_Trecho do texto_.
------------------------------------------------------------------------
O tratamento realizado no HV/ UFG, empregando moxidectina
associada a antibioticoterapia de amplo espectro, fundamentou-se, em parte, nas
recomendações de RADOSTITS et al. (2002) eliminou o parasito e a secreção purulenta no interior do conduto auditivo, mostrando-se
eficaz. FINCHER & WANG (1992) e FRANCENER et al. (2008) relatam que a
moxidectina é altamente eficaz contra os vermes mais comuns do gado e contra
cepas de vermes resistentes à ivermectina. VIEIRA (1998) citou a ação do trichlorfon
como comprovada ação anti-helmintica e mosquicida. Todavia, apesar dos
resultados positivos não foi suficiente para impedir o recrudescimento do
processo após seis meses do tratamento, provavelmente devido a presença de
fatores de transmissão do parasito existentes na propriedade, como citados por
VIEIRA (1998). De acordo com DUARTE & HAMDAN (2004), o gênero Rhabdits é saprófito, sendo assim, vive
habitualmente em matéria orgânica em decomposição, fezes frescas e terras
úmidas, sendo, portanto de vida livre. VIEIRA et al. (2001) e SOUZA et al.
(2008) também citaram que as recidivas são freqüentes.
Embora tenha sido
prescrito o mesmo protocolo utilizado por ocasião do primeiro atendimento, a
hidratação oral foi uma tentativa de restabelecer a higidez do paciente. Particularmente,
no caso aqui descrito, o animal não respondeu ao tratamento, ocorrendo piora
clínica e realizada a eutanásia in
extremis. DUARTE & HAMDAN (2004); ABDALLA et al. (2008) e SOUZA et al. (2008) citaram
que o envolvimento do ouvido médio e interno com ruptura da
membrana timpânica podem vir causar danos cerebrais, resultando em
desordens vestibulares manifestadas por rigidez nucal, pendência da cabeça e
tendência do animal realizar movimentos em círculos para o lado da orelha
defeituosa, paralisia dos nervos facial e vestibulococlear e meningite.
------------------------------------------------------------------------
_Informações fornecidas_.
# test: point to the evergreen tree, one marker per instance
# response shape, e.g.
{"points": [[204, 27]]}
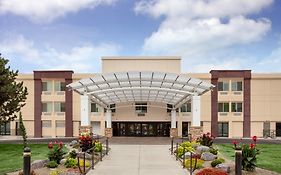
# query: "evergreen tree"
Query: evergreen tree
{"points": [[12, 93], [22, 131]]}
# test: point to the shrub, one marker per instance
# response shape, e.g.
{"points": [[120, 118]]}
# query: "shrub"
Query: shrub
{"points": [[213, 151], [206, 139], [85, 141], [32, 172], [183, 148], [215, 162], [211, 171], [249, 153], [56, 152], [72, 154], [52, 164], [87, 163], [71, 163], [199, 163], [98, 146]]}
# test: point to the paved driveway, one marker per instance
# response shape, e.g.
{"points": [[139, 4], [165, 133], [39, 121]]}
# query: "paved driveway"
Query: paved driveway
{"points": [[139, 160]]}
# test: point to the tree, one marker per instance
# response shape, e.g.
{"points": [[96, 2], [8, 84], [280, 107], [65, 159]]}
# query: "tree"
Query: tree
------------------------------------------------------------------------
_Partes do exercício_.
a. Por favor, reescreva em forma de lista o parágrafo do trecho que começa com "Embora tenha sido prescrito", mantendo seus fatos principais.
b. Dê continuidade ao trecho sobre o tratamento com moxidectina a partir da última frase apresentada.
Os registros não são necessários para realizar as tarefas.

_Conjunto de respostas_.
a.
- Foi prescrito o mesmo protocolo do primeiro atendimento, e a hidratação oral foi uma tentativa de restabelecer a higidez do paciente.
- O animal não respondeu ao tratamento, teve piora clínica e foi submetido à eutanásia in extremis.
- Segundo DUARTE & HAMDAN (2004), ABDALLA et al. (2008) e SOUZA et al. (2008), o envolvimento do ouvido médio e interno com ruptura da membrana timpânica pode causar danos cerebrais.
- Esses danos resultam em desordens vestibulares (rigidez nucal, pendência da cabeça e tendência a andar em círculos para o lado da orelha defeituosa), além de paralisia dos nervos facial e vestibulococlear e meningite.

b.
Esses
animais tornam-se gravemente afetados podendo apresentar movimentos de
pedalagem sendo o quadro irreversível, com lesões neurais
fatais, estando de acordo com a evolução clínica do presente caso.
À necropsia do animal, à campo, não foi observada
lesões macroscópicas dignas de nota, mas a cabeça do animal ao ser dissecada no
Setor de Patologia da EV/ UFG revelou a presença de secreção purulenta bilateral
nos condutos auditivos, sendo mais acentuada do lado direito, apresentando
comprometimento do ouvido médio e interno com ruptura da membrana timpânica,
presença de abscesso cerebral comprometendo o tronco encefálico e cerebelo na
sua porção direita, além do ingurgitamento dos vasos cerebrais. Estes achados
estão de acordo com os sinais clínicos neurológicos apresentados pelo animal e foram
apontados por ABDALLA et al. (2008)
e SOUZA et al. (2008). Assim, argumenta-se
que procedimentos como o controle dos fatores de risco, quarentena para bovinos
recém-adquiridos, controle do nematóide por meio do manejo adequado de dejetos,
construção de esterqueiras, combate as moscas, tratamento dos animais doentes e
o descarte de animais com otites parasitárias crônicas se constituam em medidas
para evitar o recrudescimento da enfermidade e sua disseminação.
CONCLUSÃO
A otite parasitária por Rhabditis sp. em touro da raça Gir é diagnosticada observando os
sinais clínicos e o nematódeo em microscopia ótica, o tratamento com moxidectina
parenteral associado a aplicação local de trichlorfon elimina o parasito mas
não impede recidivas e o processo pode atingir ouvido interno, romper a
membrana timpânica e desenvolver abscesso cerebral, desencadeando sinais
clínicos neurológicos e levar o animal ao óbito.